[MATERIAL TO PROCESS]
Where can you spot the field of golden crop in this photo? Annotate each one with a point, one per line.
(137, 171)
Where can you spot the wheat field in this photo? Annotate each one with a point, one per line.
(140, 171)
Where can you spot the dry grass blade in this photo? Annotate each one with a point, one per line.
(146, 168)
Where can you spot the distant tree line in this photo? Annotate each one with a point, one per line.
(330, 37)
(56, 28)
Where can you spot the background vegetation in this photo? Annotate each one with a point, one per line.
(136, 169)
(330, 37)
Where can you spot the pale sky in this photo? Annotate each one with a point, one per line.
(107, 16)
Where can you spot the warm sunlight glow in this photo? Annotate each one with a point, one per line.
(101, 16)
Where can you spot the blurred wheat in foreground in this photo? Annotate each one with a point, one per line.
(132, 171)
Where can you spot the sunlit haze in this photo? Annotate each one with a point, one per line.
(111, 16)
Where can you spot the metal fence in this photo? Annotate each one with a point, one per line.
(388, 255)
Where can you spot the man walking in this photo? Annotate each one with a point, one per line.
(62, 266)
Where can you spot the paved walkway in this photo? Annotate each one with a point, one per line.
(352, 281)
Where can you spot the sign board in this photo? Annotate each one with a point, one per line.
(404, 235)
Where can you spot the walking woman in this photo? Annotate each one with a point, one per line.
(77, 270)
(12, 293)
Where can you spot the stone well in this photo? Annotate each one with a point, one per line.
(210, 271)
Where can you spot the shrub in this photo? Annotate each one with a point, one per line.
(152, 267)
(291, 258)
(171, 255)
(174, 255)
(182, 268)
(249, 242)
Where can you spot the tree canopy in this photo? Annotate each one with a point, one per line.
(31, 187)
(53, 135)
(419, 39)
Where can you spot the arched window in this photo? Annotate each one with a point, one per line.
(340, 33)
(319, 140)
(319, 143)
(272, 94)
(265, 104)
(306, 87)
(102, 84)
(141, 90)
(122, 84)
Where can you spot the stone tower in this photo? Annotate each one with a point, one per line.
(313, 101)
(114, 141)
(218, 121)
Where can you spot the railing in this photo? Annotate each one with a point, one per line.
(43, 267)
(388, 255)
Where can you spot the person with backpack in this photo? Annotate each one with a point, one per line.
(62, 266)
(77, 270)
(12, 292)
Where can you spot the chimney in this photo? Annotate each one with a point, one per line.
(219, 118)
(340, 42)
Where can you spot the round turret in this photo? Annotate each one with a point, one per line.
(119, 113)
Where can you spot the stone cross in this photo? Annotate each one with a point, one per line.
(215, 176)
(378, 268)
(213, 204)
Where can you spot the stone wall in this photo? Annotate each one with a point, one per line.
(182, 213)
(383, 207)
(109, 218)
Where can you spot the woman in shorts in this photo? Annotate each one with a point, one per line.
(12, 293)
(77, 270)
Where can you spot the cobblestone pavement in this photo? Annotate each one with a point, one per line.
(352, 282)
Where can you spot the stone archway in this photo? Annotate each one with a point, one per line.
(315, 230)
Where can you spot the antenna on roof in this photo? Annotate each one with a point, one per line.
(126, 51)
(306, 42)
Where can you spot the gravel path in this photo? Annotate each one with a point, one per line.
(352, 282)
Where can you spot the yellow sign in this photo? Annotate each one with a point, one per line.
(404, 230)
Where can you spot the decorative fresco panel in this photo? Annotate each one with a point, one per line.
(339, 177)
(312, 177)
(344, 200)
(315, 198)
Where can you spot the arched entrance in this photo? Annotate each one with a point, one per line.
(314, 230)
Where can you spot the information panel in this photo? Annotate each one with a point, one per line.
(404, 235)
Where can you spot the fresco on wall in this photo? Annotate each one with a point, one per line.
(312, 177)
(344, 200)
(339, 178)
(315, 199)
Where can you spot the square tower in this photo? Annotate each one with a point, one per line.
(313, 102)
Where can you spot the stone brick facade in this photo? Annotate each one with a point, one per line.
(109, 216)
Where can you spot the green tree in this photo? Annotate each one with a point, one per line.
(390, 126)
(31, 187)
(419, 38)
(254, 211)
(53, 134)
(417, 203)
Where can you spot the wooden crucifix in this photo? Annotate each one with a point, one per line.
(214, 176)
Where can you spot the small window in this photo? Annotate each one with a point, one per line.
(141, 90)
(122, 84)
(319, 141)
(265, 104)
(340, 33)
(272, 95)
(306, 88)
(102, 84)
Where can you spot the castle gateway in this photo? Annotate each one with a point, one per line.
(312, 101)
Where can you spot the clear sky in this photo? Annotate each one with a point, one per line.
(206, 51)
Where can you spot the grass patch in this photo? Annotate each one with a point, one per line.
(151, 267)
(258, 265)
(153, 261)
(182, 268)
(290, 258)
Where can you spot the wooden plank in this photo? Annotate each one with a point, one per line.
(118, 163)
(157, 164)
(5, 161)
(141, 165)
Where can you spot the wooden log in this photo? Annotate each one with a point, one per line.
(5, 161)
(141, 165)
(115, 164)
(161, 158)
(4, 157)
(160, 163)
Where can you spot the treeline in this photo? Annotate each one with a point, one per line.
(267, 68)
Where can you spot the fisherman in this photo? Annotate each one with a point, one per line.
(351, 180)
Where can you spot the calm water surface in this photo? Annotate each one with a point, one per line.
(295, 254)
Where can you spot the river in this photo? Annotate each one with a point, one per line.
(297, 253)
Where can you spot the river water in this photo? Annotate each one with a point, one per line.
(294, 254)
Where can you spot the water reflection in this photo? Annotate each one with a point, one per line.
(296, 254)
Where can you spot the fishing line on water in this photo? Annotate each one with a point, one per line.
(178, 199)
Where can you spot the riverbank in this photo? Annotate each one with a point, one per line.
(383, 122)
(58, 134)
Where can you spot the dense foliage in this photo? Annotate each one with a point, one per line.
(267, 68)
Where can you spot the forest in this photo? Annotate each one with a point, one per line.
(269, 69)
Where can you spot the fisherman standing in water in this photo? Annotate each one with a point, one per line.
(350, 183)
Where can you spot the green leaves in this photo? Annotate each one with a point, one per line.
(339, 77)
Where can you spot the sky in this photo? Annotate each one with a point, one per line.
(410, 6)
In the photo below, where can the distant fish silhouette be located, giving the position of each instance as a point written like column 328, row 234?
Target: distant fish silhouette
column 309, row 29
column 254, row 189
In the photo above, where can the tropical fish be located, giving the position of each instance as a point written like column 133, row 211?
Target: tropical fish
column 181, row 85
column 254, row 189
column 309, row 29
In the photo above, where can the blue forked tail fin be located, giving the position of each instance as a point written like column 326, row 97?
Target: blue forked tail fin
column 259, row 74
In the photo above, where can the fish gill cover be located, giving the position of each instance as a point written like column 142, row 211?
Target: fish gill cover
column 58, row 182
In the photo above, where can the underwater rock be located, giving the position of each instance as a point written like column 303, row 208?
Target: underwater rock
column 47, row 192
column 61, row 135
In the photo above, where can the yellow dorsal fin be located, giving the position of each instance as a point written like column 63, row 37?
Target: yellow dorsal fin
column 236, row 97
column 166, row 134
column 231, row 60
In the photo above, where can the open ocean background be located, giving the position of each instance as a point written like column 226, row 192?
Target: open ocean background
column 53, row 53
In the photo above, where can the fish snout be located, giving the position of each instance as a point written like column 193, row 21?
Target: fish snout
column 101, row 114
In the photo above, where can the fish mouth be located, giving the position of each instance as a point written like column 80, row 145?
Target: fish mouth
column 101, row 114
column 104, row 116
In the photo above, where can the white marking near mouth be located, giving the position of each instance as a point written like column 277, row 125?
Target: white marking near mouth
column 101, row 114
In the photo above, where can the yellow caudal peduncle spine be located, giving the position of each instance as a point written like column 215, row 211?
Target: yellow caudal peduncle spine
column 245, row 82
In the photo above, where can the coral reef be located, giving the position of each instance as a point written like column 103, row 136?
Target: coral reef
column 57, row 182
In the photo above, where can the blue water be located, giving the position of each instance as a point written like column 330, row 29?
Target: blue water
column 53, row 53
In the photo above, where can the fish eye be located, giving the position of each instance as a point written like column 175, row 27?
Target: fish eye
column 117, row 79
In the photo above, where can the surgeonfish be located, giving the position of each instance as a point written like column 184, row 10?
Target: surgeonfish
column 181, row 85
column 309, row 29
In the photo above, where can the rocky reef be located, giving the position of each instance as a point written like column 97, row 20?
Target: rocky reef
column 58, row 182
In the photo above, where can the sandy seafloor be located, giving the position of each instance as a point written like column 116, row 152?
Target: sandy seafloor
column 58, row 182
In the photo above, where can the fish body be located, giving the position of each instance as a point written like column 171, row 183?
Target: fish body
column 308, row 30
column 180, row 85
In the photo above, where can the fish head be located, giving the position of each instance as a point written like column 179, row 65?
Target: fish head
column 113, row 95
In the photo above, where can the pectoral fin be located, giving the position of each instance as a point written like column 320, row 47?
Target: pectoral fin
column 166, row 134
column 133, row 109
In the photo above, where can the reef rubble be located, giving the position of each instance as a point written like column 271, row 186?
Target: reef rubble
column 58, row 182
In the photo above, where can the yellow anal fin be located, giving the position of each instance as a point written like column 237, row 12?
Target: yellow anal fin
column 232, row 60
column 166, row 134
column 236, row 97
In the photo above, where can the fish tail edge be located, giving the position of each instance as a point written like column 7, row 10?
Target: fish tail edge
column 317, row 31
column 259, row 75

[WORK TO COMPLETE] The expected output is exactly the lines of the listing above between the line holding "Where can you spot the calm" and the line holding "In the photo below, where", inclusive.

[SOLUTION TO THE PROBLEM]
Where can you spot the calm water surface in this photo? Annotate each one with a point, one per line.
(295, 254)
Where can you spot the river in this photo? Annotate each one with a point, one per line.
(297, 253)
Where can you spot the river water in this photo? Annotate each one with a point, one per line.
(294, 254)
Where can you spot the water reflection in this photo? Annotate each one with a point, one per line.
(296, 254)
Where can you spot the fishing line on water in this photo? Annotate each one with a point, one per line.
(178, 199)
Where can you spot the riverbank in this photo? Annotate each one with a point, one per line.
(383, 122)
(58, 134)
Where can you spot the dense foliage in this photo? Annotate each one with a point, one per line.
(267, 68)
Where can you spot the forest in this photo? Annotate each one with a point, one per line.
(269, 69)
Where can you spot the fisherman standing in water in this photo? Annotate each one with a point, one per line.
(350, 183)
Where can you spot the green leaves in this photo? Annotate each one with a point, one per line.
(339, 77)
Where can you spot the sky in this photo? Annotate each one with a point, one per line.
(410, 6)
In the photo below, where can the distant fish silhouette be located, giving the position of each instance as a point written like column 328, row 234?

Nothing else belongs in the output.